SUPPLIED INFORMATION >>
[start]
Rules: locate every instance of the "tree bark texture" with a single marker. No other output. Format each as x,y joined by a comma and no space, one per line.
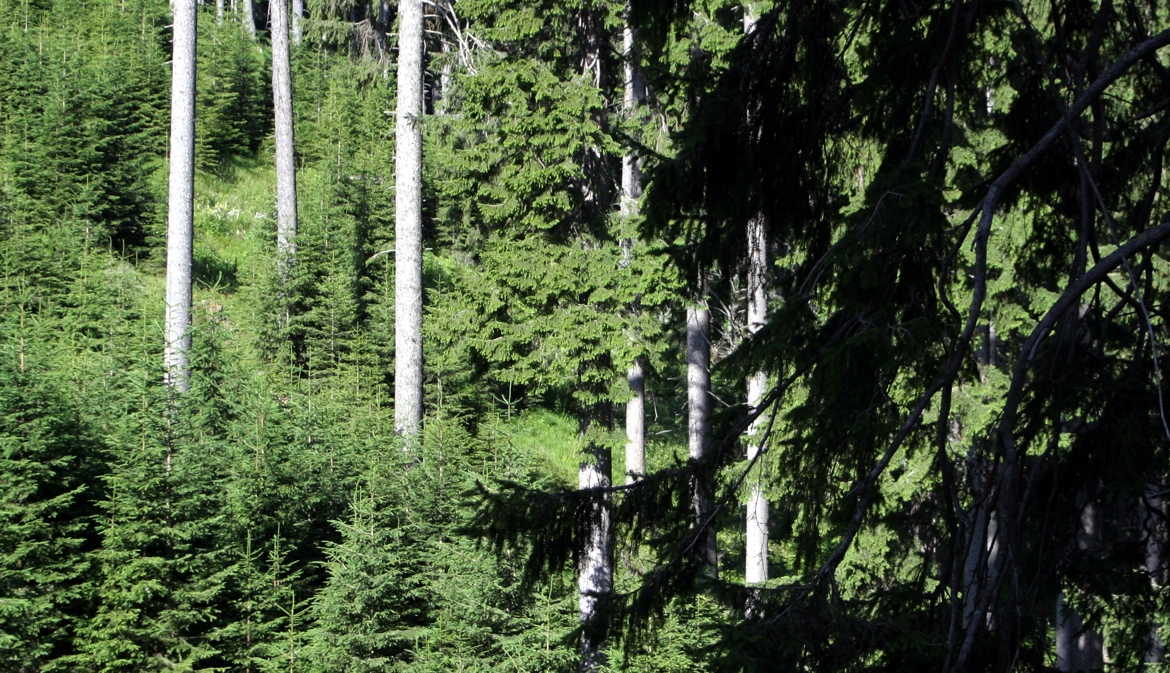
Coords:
249,16
286,145
408,222
297,14
756,567
594,568
635,425
699,412
1079,649
180,198
633,95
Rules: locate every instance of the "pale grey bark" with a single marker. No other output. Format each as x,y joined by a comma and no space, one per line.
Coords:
[end]
TASK >> Rewrite the items above, changing "single marker" to "single point" and leaving everything else the same. Omit the pictures from your answer.

CORRECT OUTPUT >>
Rules: locate every instance of the "tree bark texture" with a single point. No other output. Format each as x,y joined by a comma and no space, one per line.
Coords:
249,16
286,145
408,222
297,14
756,567
594,568
635,425
699,412
1079,649
180,198
633,95
Rules: locate every instance of the "pale grey bark" with a single point. No other output. Format each as x,y joined by a comma and no space, one per line.
Coords:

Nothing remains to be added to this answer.